Objective -> Give all of the lines again, with nothing added or dropped.
____
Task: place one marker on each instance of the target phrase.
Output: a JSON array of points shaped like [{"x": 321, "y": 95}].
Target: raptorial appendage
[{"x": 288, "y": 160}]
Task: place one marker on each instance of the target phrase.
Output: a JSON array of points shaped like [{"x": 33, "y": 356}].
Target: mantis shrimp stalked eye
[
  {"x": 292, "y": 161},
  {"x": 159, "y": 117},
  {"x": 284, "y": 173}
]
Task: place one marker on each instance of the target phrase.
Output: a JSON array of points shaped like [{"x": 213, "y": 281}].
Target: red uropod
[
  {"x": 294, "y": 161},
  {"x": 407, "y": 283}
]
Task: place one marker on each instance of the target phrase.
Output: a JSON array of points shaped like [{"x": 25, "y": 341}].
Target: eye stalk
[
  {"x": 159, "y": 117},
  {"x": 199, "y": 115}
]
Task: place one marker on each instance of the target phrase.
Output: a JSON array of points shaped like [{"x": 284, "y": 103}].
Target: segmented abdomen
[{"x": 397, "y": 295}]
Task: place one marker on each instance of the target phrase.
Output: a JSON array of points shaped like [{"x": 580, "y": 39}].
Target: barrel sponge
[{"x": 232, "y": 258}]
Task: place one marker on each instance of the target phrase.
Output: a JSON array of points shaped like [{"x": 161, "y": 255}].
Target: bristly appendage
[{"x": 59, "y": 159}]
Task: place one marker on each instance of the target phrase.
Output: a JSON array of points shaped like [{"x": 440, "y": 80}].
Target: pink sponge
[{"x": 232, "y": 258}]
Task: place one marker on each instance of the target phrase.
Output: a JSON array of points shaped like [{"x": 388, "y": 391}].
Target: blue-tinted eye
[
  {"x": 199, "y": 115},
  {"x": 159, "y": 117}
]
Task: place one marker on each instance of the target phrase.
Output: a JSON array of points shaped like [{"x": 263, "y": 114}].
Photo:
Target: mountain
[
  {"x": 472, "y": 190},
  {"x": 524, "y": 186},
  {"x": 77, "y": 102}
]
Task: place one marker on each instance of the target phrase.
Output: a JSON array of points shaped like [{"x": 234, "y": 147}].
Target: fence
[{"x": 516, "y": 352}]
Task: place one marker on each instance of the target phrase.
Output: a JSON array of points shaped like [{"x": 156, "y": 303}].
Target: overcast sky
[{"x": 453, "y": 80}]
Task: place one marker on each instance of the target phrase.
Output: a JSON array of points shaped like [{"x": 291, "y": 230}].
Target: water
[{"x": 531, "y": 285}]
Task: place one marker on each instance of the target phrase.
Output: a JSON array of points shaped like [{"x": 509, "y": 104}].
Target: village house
____
Result below ->
Task: place one marker on each instance of the target phrase.
Output: a JSON array of points shaped like [{"x": 321, "y": 95}].
Target: raptorial appendage
[{"x": 288, "y": 160}]
Task: place one marker on each instance of the target phrase.
Output: a JSON array of points shaped like [{"x": 33, "y": 356}].
Target: mantis shrimp stalked eye
[
  {"x": 292, "y": 161},
  {"x": 159, "y": 117},
  {"x": 284, "y": 173}
]
Task: place one marker on each instance of the target phrase.
Output: a JSON array of points shaped like [{"x": 213, "y": 281}].
Target: red uropod
[
  {"x": 294, "y": 161},
  {"x": 407, "y": 283}
]
Task: place one marker on each instance of the target phrase.
Output: a JSON array of points shaped like [{"x": 25, "y": 341}].
Target: eye stalk
[
  {"x": 159, "y": 117},
  {"x": 199, "y": 115}
]
Task: place one marker on each instance of the target phrase.
Output: a JSON array of points shaped like [{"x": 284, "y": 103}].
Target: segmented abdomen
[{"x": 397, "y": 295}]
Task: place one marker on each instance of the target phrase.
Output: a JSON array of points shaped like [{"x": 580, "y": 39}].
Target: barrel sponge
[{"x": 232, "y": 258}]
Task: place one marker on each instance of the target phrase.
Output: a JSON array of points shaped like [{"x": 161, "y": 255}].
Target: bristly appendage
[{"x": 59, "y": 159}]
Task: place one marker on each instance of the target phrase.
Output: a JSON array of points shaped like [{"x": 440, "y": 80}].
Target: pink sponge
[{"x": 232, "y": 258}]
Task: place one marker on each instance of the target phrase.
Output: a JSON array of points shaped like [{"x": 388, "y": 391}].
Target: blue-tinted eye
[
  {"x": 199, "y": 115},
  {"x": 159, "y": 117}
]
Task: place one marker on each instance of the target phrase.
Output: a JSON array of points shaped like [{"x": 263, "y": 114}].
Photo:
Target: mountain
[
  {"x": 472, "y": 190},
  {"x": 524, "y": 186},
  {"x": 77, "y": 102}
]
Task: place one marker on each instance of the target phrase.
Output: a JSON array of points shaped like [{"x": 234, "y": 147}].
Target: fence
[{"x": 516, "y": 352}]
Task: place one marker on each instance of the target phrase.
Output: a JSON array of points shaped like [{"x": 156, "y": 303}].
Target: overcast sky
[{"x": 453, "y": 80}]
Task: place one marker on each instance of the target phrase.
Output: a JSON array of points shaped like [{"x": 291, "y": 230}].
Target: water
[{"x": 531, "y": 285}]
Task: place one marker on each instance of the target phrase.
Output: a JSON array of points shaped like [{"x": 509, "y": 104}].
Target: village house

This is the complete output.